--- EXERCISE DIRECTIONS ---
This exercise requires every record to be repeated exactly.

--- RECORDS ---
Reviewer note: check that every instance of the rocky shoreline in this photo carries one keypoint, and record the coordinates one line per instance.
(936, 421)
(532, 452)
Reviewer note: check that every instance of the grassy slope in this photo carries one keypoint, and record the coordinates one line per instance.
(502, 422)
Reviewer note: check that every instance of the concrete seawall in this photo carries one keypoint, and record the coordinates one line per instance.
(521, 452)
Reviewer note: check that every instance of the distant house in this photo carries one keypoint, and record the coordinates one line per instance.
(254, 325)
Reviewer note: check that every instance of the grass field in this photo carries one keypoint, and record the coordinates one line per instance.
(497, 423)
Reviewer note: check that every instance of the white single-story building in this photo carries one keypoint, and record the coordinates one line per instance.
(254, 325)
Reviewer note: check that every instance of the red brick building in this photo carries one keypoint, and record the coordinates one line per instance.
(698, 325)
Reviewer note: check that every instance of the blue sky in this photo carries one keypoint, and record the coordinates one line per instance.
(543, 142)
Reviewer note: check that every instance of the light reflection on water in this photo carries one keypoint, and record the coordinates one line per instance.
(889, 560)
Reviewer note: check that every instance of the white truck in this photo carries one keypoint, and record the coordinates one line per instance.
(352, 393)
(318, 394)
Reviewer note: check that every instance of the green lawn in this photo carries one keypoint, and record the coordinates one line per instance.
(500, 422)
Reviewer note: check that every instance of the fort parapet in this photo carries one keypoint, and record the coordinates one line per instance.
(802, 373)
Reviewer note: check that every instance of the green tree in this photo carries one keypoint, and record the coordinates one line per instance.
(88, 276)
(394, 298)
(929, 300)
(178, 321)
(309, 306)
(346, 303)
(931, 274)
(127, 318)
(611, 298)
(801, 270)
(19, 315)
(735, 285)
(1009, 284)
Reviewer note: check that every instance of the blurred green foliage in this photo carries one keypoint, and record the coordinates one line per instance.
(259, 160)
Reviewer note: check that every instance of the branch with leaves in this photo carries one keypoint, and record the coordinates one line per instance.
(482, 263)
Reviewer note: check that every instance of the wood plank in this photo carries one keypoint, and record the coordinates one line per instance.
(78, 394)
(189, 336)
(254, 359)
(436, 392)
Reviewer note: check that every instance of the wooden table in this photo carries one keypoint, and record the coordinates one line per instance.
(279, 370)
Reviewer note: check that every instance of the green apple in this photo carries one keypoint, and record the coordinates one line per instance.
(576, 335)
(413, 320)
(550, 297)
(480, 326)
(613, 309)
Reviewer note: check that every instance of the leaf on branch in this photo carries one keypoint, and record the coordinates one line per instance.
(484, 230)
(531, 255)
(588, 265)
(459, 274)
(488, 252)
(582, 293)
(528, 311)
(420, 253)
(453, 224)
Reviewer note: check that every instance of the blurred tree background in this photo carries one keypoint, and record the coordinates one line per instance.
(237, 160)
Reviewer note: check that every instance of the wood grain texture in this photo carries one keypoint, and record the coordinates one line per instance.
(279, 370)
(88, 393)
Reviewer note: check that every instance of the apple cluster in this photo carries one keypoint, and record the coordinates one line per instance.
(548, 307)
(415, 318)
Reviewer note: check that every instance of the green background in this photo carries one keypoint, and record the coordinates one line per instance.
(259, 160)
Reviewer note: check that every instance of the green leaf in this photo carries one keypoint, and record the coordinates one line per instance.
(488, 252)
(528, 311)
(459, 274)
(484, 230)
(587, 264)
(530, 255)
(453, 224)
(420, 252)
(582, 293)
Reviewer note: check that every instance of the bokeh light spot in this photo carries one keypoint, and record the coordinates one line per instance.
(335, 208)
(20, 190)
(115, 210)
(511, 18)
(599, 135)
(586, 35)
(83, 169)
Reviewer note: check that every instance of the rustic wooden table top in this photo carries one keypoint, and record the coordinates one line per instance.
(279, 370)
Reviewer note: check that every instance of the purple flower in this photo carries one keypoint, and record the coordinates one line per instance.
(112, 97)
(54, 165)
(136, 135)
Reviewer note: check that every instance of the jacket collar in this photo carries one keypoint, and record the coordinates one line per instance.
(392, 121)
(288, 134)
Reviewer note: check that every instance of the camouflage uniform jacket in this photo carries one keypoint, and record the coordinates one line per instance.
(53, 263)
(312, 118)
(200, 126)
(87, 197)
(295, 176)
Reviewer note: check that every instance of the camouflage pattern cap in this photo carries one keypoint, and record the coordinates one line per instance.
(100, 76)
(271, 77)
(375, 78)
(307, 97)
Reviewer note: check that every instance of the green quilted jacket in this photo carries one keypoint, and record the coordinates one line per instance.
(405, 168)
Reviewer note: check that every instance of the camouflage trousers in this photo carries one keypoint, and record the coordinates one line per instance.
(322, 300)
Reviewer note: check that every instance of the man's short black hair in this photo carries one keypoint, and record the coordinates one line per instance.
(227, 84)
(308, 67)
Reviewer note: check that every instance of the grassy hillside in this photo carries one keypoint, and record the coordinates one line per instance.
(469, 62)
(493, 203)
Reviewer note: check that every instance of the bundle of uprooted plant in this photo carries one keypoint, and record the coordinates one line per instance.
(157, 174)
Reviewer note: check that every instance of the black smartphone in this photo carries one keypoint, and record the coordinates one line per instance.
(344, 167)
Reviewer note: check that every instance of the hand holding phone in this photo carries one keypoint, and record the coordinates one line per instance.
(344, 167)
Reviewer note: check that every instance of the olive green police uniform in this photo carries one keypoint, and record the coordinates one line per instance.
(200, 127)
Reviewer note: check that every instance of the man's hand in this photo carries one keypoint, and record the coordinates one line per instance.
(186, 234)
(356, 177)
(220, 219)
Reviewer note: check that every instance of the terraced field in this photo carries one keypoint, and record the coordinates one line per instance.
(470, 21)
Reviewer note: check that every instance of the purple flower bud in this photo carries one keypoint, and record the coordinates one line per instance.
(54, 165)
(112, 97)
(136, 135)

--- SOLUTION TO THIS PROBLEM ---
Reviewer note: check that every instance of the rocky shoreline in this photo carries one keypoint, and record the coordinates one line per instance.
(936, 421)
(532, 452)
Reviewer note: check that every instance of the grassy slope in this photo carries one keypoint, and record the coordinates one line per instance.
(502, 422)
Reviewer note: check that every instance of the concrete seawall in this photo carries one keypoint, and record the coordinates one line per instance.
(521, 452)
Reviewer note: check that every instance of the distant house in this photo carries one keypoint, and record the coordinates one line per instance.
(254, 325)
Reviewer note: check that every instance of the grass field in this photo carries one keypoint, and record the coordinates one line per instance.
(497, 423)
Reviewer note: check that every instance of the white single-story building in this photo carries one keypoint, and record the coordinates one line per instance.
(254, 325)
Reviewer note: check that every instance of the red brick building in this photo carries one keypoint, and record the coordinates one line per instance.
(698, 325)
Reviewer note: check that every instance of the blue sky in this photo carries one keypoint, and record the coordinates one line per instance.
(543, 142)
Reviewer note: check that every instance of the light reflection on water in this photo carries one keypoint, and record the coordinates one line per instance.
(889, 560)
Reviewer note: check that every instance of the white truck in this photo carries one keypoint, and record the coordinates one line per instance.
(352, 393)
(318, 394)
Reviewer note: check that every instance of the green lawn in this photo carries one keypoint, and record the coordinates one line per instance.
(500, 422)
Reviewer note: check that every instance of the fort parapet in this photo carries one keypoint, and record the coordinates one line per instance.
(802, 373)
Reviewer note: check that every instance of the green tree in this photo carries one keypoint, and record the coordinates one line per instance.
(88, 276)
(394, 298)
(929, 300)
(178, 321)
(309, 306)
(346, 303)
(931, 274)
(127, 318)
(611, 298)
(801, 270)
(19, 315)
(735, 285)
(1009, 284)
Reviewer note: check that every instance of the blurred green foliage in this photo carries one keypoint, and record the coordinates one line per instance.
(259, 160)
Reviewer note: check that every instance of the branch with leaves in this photo carries one keypoint, and record the coordinates one line per instance.
(482, 263)
Reviewer note: check that every instance of the wood plank in this photo carries one keypoint, and record the coordinates one line per instance.
(78, 394)
(189, 336)
(254, 359)
(436, 392)
Reviewer note: check that every instance of the wooden table in this photo carries one keypoint, and record the coordinates one line per instance.
(279, 370)
Reviewer note: check that every instance of the green apple in this photo carries one keypoint, and record the coordinates one line per instance.
(576, 335)
(413, 320)
(550, 297)
(480, 326)
(613, 309)
Reviewer note: check that every instance of the leaf on branch in this photo carries one keypoint, and record the coordinates one line per instance.
(484, 230)
(531, 255)
(588, 265)
(459, 274)
(488, 252)
(582, 293)
(528, 311)
(420, 253)
(453, 224)
Reviewer note: check that every instance of the blurred tree background in this photo carries one keypoint, and record the coordinates one line per instance.
(237, 160)
Reviewer note: check that every instance of the wood grain texture in this photo carries one keypoint, and record the coordinates one line per instance.
(279, 370)
(88, 393)
Reviewer note: check that every instance of the apple cluster in this photo carries one keypoint, and record the coordinates one line per instance.
(548, 307)
(415, 318)
Reviewer note: check that every instance of the green background in this photo carries one keypoint, and record the coordinates one line per instance.
(259, 160)
Reviewer note: check that every instance of the green leaf in this photo carries one keypoint, and record the coordinates one line per instance.
(488, 252)
(528, 311)
(459, 274)
(484, 230)
(587, 264)
(530, 255)
(453, 224)
(420, 252)
(582, 293)
Reviewer note: check that every instance of the bokeh light spot in this photo carries one keypoint, and record the coordinates one line per instance.
(335, 208)
(20, 190)
(115, 210)
(511, 18)
(599, 135)
(586, 35)
(83, 169)
Reviewer note: check that every instance of the rustic wooden table top in this photo carries one keypoint, and record the coordinates one line per instance.
(279, 370)
Reviewer note: check that every instance of the purple flower in this photo carries one keypoint, and record the coordinates one line per instance.
(112, 97)
(54, 165)
(136, 135)
Reviewer note: check that every instance of the jacket collar in this photo carries one keypoint, and record the coordinates one line per instance.
(392, 121)
(288, 134)
Reviewer note: check that every instance of the camouflage uniform jacket in this photo carries one keypoint, and record the coordinates one line per instance.
(53, 263)
(312, 118)
(200, 126)
(87, 197)
(295, 176)
Reviewer note: check that every instance of the camouflage pattern cap in this photo carries one keypoint, and record the coordinates one line per instance.
(100, 76)
(271, 77)
(375, 78)
(307, 97)
Reviewer note: check that every instance of the green quilted jacket in this photo carries one keypoint, and record the coordinates one line per instance.
(405, 168)
Reviewer note: check that every instance of the camouflage trousers in this photo carries one keypoint, and record the coordinates one line per instance.
(322, 300)
Reviewer note: check that every instance of the man's short black hair in this photo carries one keypoint, and record the coordinates one line per instance.
(227, 84)
(308, 67)
Reviewer note: check that every instance of the grassy hillside in this photo carries one keypoint, and record the coordinates one line per instance.
(469, 62)
(493, 203)
Reviewer note: check that every instance of the bundle of uprooted plant in this photo carries one keypoint, and record the coordinates one line per instance.
(157, 174)
Reviewer note: check that every instance of the black smartphone in this photo carries one keypoint, and record the coordinates one line per instance.
(344, 167)
Reviewer note: check that every instance of the hand holding phone in this photo carries one keypoint, and record the coordinates one line per instance.
(344, 167)
Reviewer note: check that every instance of the olive green police uniform in this photo carries one keypoint, and record the coordinates one line per instance.
(200, 127)
Reviewer note: check that every instance of the man's hand in this photo carries one keypoint, and record the coordinates one line per instance.
(186, 234)
(356, 177)
(220, 219)
Reviewer note: check that every instance of the terraced field in this photo carries one keypoint, and record the coordinates one line per instance.
(470, 21)
Reviewer note: check that every instance of the purple flower bud in this photo carries one keypoint, and record the coordinates one line per instance.
(54, 165)
(112, 97)
(136, 135)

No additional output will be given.